Seitentext

▬▬▬▬▬▬▬▬▬▬

Namentlich genannt sind sie im Entwurf des Versorgungsstrukturgesetzes allerdings nicht. Deshalb hatten die Kammern zuvor in mehreren Stellungnahmen auf den Zugang zu den Daten gedrängt. Sie seien für die Steuerung der ärztlichen Weiterbildung wichtig, lautete ihr Argument.
Datensammlung soll Versorgungsanalysen ermöglichen
Der Entwurf sieht vor, dass die Morbi-RSA-Daten, die die Kassen an das Bundesversicherungsamt übermitteln, mehr Akteuren im Gesundheitswesen als bisher zu klar definierten Forschungszwecken zur Verfügung gestellt werden sollen.
Nach den Vorstellungen des Gesundheitsministeriums soll eine Datensammlung entstehen, die über längere Zeiträume Versorgungsanalysen ermöglicht.

▬▬▬▬▬▬▬▬▬▬

Erfasste Angaben
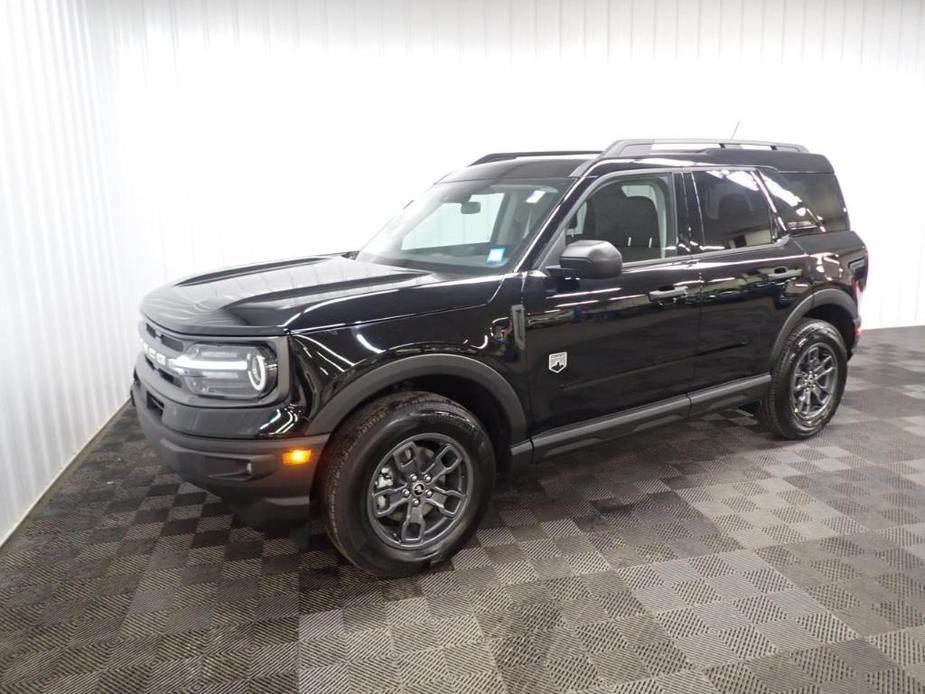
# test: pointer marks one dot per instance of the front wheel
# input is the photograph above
(807, 382)
(406, 481)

▬▬▬▬▬▬▬▬▬▬

Ihre Aufgabe
Können Sie den vollständigen Seitentext Wort für Wort abschreiben? Stützen Sie sich dabei ausschließlich auf den Seitentext.

Antwortfeld
Namentlich genannt sind sie im Entwurf des Versorgungsstrukturgesetzes allerdings nicht. Deshalb hatten die Kammern zuvor in mehreren Stellungnahmen auf den Zugang zu den Daten gedrängt. Sie seien für die Steuerung der ärztlichen Weiterbildung wichtig, lautete ihr Argument.
Datensammlung soll Versorgungsanalysen ermöglichen
Der Entwurf sieht vor, dass die Morbi-RSA-Daten, die die Kassen an das Bundesversicherungsamt übermitteln, mehr Akteuren im Gesundheitswesen als bisher zu klar definierten Forschungszwecken zur Verfügung gestellt werden sollen.
Nach den Vorstellungen des Gesundheitsministeriums soll eine Datensammlung entstehen, die über längere Zeiträume Versorgungsanalysen ermöglicht.